AIM OF THE TASK:
Collect every line of the rows below that contains the string "logo", matching case exactly.
----------
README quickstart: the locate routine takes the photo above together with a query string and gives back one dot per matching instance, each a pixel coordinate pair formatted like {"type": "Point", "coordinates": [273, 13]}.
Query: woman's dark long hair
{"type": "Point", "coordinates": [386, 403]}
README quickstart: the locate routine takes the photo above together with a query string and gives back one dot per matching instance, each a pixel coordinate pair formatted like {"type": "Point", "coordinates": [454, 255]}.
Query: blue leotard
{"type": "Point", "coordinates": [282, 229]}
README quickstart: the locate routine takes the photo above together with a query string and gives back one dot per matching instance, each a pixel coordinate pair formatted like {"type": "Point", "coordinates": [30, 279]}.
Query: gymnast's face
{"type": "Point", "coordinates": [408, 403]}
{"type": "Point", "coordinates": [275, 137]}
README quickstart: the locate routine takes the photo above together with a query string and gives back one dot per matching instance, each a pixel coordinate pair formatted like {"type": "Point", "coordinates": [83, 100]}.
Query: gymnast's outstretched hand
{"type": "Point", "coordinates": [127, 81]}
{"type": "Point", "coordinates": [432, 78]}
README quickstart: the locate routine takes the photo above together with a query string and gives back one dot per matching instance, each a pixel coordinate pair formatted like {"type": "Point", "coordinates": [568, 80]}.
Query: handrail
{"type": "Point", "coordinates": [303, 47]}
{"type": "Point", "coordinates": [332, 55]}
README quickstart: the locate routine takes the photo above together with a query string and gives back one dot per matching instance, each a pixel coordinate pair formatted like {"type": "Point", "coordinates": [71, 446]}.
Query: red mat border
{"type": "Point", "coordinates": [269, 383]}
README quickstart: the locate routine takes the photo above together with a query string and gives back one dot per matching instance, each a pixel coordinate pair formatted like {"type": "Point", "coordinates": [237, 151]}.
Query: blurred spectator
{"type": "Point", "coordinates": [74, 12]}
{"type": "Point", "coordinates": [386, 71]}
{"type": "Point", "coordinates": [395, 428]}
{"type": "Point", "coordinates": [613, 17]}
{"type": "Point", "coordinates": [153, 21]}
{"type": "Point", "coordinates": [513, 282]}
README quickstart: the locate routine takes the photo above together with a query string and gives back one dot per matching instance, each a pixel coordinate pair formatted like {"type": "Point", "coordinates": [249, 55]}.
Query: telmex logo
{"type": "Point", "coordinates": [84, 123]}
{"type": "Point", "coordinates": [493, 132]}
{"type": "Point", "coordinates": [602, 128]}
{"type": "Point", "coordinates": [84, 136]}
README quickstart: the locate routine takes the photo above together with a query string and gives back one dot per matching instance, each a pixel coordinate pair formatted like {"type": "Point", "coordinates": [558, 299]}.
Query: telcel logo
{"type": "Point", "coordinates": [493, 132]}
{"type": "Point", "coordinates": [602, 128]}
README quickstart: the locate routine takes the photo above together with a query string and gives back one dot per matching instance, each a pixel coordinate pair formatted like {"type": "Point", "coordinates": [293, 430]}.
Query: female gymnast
----------
OUTPUT OF THE EXERCISE:
Query: telmex logo
Query: telcel logo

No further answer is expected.